> TRECHO SELECIONADO
....................
Além de diminuírem os impostos da produção e venda dos produtos a base de carne suína, a Inquisição incentivava o consumo nas festas públicas, em casamentos e em outros eventos sociais. Momentos ideais para observar o comportamento alimentar das pessoas.

Também estimulavam os vizinhos a observarem os seus pares. Existem relatos dos tribunais da inquisição onde as acusações continham descrições como: “ausência de embutidos na casa” ou “a casa não cheirava a um lar cristão” (cadê o cheiro do bacon?).

Este é um bom exemplo do poder da cultura na escolha do que comemos. Os cristão tinham o costume de cozinhar alimentos na gordura do porco, enquanto os muçulmanos e judeus utilizavam o azeite. Vários relatos dos inquisidores falam do nojo que os judeus e muçulmanos convertidos possuíam da carne de porco, onde em alguns casos chegavam a vomitar ao sentir o cheiro de toucinho frito (aroma que para alguns de nós é inebriante).

Aliás, existia uma expressão popular da época que dizia: “Más cristianos hizo el jamón que la Santa Inquisición” (O jamón converteu mais cristãos do que a Santa Inquisição). Uma forma jocosa de falar sobre esse saboroso presunto, mas uma verdadeira prova da relação entre a Inquisição e a gastronomia na Espanha.

Jamon
A arte de cortar um delicioso Jamón.
....................
> DADOS FORNECIDOS
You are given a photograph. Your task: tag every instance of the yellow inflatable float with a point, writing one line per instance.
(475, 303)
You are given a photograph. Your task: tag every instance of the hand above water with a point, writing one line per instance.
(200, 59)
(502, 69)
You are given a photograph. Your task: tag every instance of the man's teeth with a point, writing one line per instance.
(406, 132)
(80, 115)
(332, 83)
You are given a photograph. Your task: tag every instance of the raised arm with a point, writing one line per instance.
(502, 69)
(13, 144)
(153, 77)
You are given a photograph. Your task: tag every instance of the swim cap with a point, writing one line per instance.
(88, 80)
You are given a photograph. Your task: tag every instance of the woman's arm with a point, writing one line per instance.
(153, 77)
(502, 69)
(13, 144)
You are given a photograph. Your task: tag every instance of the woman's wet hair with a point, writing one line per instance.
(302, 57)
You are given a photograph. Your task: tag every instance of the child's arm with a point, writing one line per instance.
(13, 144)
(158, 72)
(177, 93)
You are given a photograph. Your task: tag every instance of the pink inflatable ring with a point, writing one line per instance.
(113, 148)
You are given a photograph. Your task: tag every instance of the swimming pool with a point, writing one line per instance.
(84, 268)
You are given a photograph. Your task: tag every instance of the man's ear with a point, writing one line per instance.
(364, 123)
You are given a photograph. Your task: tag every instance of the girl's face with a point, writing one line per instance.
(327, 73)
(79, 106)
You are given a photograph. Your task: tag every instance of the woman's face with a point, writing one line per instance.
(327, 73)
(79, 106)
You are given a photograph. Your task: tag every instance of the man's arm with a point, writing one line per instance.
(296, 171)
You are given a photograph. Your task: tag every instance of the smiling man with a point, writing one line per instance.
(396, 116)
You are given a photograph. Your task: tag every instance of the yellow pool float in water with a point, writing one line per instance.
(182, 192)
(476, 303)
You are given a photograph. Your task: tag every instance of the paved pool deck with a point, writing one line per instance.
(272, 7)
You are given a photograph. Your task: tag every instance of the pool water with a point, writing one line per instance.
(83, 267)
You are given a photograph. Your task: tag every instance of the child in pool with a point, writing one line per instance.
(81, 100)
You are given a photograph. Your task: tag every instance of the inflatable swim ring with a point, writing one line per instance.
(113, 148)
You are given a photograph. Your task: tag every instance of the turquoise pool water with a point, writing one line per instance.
....................
> ENUNCIADO 1
Copie do trecho sobre a Inquisição e a carne de porco a passagem entre "Aliás, existia uma" e "gastronomia na Espanha.", inclusive.
> ENUNCIADO 2
Segundo o trecho sobre a Inquisição e a carne de porco, o que os muçulmanos e judeus utilizavam para cozinhar os alimentos?

> ÁREA DE RESPOSTA 1
Aliás, existia uma expressão popular da época que dizia: “Más cristianos hizo el jamón que la Santa Inquisición” (O jamón converteu mais cristãos do que a Santa Inquisição). Uma forma jocosa de falar sobre esse saboroso presunto, mas uma verdadeira prova da relação entre a Inquisição e a gastronomia na Espanha.

> ÁREA DE RESPOSTA 2
O azeite.